** Opening EXTRACTED ENTRIES block **
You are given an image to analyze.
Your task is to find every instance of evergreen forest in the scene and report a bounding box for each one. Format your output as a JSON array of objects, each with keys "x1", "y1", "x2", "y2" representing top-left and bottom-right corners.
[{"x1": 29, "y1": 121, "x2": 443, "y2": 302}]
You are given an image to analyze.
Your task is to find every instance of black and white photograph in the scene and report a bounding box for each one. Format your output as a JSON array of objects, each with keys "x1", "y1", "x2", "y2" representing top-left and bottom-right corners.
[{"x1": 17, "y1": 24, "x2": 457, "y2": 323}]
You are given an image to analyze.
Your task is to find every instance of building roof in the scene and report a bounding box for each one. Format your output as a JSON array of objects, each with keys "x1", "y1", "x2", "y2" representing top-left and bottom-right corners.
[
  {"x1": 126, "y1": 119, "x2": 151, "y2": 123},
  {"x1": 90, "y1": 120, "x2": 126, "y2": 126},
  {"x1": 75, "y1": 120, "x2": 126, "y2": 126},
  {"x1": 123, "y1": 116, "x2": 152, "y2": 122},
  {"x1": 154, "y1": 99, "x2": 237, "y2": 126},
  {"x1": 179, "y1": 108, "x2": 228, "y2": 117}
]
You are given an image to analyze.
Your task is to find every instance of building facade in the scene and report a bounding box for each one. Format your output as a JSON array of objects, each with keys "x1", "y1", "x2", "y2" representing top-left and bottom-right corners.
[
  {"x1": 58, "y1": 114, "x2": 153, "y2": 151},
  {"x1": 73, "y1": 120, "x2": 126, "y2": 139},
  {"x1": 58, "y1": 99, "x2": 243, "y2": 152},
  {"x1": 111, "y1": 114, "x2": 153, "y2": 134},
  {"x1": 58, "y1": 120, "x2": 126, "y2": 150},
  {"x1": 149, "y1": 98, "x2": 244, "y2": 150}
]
** Closing EXTRACTED ENTRIES block **
_PROBLEM DETAILS_. Each line from the one containing "Your task is to find every instance of black" to the final line above should be written out exactly; please omit the others.

_OUTPUT FOR THIS EXERCISE_.
Your task is to find every instance of black and white photograph in the scene and report a bounding box for each one. Format your output as a JSON array of objects, each with keys "x1", "y1", "x2", "y2" representing top-left and bottom-right corners.
[{"x1": 17, "y1": 24, "x2": 457, "y2": 323}]
You are given an image to analyze.
Your task is to find every instance of building roof in the scene and report a bounding box for each one. Format your output as a JSON array of objects, each with keys "x1", "y1", "x2", "y2" representing top-left and bottom-right corners.
[
  {"x1": 126, "y1": 119, "x2": 151, "y2": 123},
  {"x1": 90, "y1": 120, "x2": 126, "y2": 126},
  {"x1": 75, "y1": 120, "x2": 126, "y2": 126},
  {"x1": 123, "y1": 116, "x2": 152, "y2": 122},
  {"x1": 154, "y1": 99, "x2": 237, "y2": 126},
  {"x1": 179, "y1": 108, "x2": 228, "y2": 117}
]
You are given an image to analyze.
Your task is to find every instance of building facade in the scene and report a bounding box for each one. Format your output as a JSON array of objects, each with keys "x1", "y1", "x2", "y2" representing top-left and bottom-right corners.
[
  {"x1": 58, "y1": 114, "x2": 153, "y2": 151},
  {"x1": 73, "y1": 120, "x2": 126, "y2": 139},
  {"x1": 58, "y1": 99, "x2": 243, "y2": 152},
  {"x1": 111, "y1": 114, "x2": 153, "y2": 134},
  {"x1": 58, "y1": 120, "x2": 126, "y2": 150},
  {"x1": 149, "y1": 98, "x2": 244, "y2": 150}
]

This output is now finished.